*** Recorded information

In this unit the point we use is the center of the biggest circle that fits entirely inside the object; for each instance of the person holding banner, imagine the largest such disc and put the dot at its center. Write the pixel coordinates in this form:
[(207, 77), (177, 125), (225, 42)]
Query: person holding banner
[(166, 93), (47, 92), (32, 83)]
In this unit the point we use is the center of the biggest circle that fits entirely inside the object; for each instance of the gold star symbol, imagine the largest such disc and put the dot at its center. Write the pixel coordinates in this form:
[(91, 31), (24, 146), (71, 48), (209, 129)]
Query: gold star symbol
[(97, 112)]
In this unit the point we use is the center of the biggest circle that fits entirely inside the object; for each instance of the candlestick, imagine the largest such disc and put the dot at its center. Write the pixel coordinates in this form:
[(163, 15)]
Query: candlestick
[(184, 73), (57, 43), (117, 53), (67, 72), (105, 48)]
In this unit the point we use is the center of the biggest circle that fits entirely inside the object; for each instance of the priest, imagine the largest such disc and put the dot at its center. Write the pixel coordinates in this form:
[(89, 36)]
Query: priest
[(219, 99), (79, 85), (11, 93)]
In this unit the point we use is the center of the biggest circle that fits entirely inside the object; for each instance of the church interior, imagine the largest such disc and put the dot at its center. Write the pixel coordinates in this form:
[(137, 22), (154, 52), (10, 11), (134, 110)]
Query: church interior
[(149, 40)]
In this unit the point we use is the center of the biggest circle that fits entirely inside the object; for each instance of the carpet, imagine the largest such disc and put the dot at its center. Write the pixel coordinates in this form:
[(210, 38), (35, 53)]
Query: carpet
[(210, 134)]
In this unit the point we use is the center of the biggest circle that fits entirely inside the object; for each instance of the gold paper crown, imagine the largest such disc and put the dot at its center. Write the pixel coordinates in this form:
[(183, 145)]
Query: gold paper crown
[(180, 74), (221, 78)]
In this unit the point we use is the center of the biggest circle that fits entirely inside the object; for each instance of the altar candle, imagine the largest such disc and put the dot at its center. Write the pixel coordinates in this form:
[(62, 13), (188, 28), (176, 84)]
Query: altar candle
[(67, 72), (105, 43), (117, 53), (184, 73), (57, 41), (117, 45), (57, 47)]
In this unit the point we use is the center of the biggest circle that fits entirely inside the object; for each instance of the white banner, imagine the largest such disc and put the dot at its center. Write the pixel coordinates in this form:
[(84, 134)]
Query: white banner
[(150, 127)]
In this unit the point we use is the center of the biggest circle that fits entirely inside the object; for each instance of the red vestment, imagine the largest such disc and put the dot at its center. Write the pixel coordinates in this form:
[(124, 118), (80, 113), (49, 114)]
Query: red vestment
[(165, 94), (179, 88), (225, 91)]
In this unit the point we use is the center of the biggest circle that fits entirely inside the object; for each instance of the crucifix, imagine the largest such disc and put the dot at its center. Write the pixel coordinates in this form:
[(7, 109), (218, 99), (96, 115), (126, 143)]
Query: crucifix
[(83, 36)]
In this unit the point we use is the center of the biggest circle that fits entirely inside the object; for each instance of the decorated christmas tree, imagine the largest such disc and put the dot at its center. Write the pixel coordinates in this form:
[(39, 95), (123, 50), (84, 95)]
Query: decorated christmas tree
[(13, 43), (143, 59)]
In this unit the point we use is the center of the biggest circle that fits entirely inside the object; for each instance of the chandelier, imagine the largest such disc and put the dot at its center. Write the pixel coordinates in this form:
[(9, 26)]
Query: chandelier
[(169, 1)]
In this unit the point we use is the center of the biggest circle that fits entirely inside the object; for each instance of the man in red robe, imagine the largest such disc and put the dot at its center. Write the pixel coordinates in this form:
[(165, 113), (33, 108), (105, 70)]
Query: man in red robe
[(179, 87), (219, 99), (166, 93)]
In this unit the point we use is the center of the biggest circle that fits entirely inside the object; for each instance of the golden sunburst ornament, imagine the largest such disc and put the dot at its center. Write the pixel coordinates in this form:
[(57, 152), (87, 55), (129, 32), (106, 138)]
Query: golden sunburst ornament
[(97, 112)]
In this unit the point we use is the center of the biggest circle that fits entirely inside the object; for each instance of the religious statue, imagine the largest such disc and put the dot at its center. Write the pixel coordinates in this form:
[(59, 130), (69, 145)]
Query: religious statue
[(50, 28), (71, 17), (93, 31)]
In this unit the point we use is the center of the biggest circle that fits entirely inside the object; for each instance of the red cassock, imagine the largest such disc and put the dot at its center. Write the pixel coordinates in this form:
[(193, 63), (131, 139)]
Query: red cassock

******

> [Task to complete]:
Rewrite the rows beginning at the one that contains "of the golden" and continuing through the last row, requests included. Add 20 to every pixel coordinate in the answers, and leave the numbers in the requests and their format samples unchanged.

> [Correct answer]:
In this unit the point we use is the center of the biggest circle that fits entirely inside the object; for each instance of the golden sunburst ornament, imagine the largest such disc and put the dot at its center. Write the pixel coordinates in this form:
[(57, 152), (87, 55), (129, 32), (106, 138)]
Query: golden sunburst ornament
[(117, 132)]
In this unit the point we use is the center of the biggest circle that fits entirely inside the object; for each instance of the religious statue, imagine the largest such disc and put the dot at its center. Write the pixel coordinates in this form:
[(59, 130), (69, 145)]
Query: religious statue
[(70, 48), (91, 37), (113, 51)]
In this unit the point we use is the center of the biggest circle that fits entirely inside the object; for each instance of the red cassock, imagine the largest such disc and put the dot at its center. Write the pixel coordinates in this form:
[(193, 63), (131, 139)]
Query: red cassock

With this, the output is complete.